■ RECORDS FOR PROCESSING ■
########

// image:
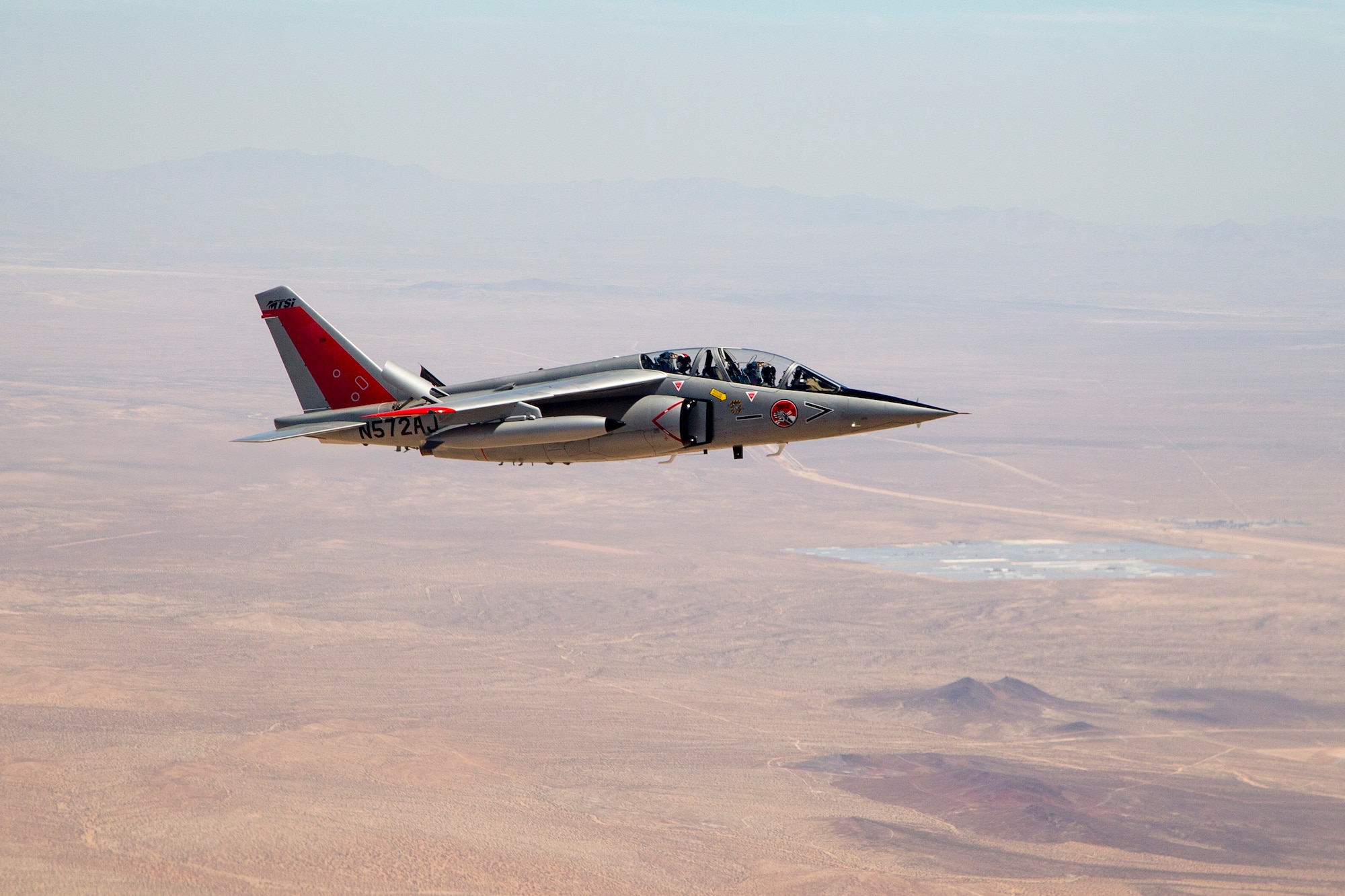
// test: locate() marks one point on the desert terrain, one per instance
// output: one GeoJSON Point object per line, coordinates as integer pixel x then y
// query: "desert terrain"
{"type": "Point", "coordinates": [299, 667]}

########

■ TASK PROMPT ■
Return all the entries word for word, but omit any pictures they contain.

■ TASK OUTPUT ■
// image:
// test: locate() marks one point on the desert terrain, one per instance
// output: one GeoJSON Point object per line, coordinates as integer pixel x then y
// query: "desert terrain"
{"type": "Point", "coordinates": [299, 667]}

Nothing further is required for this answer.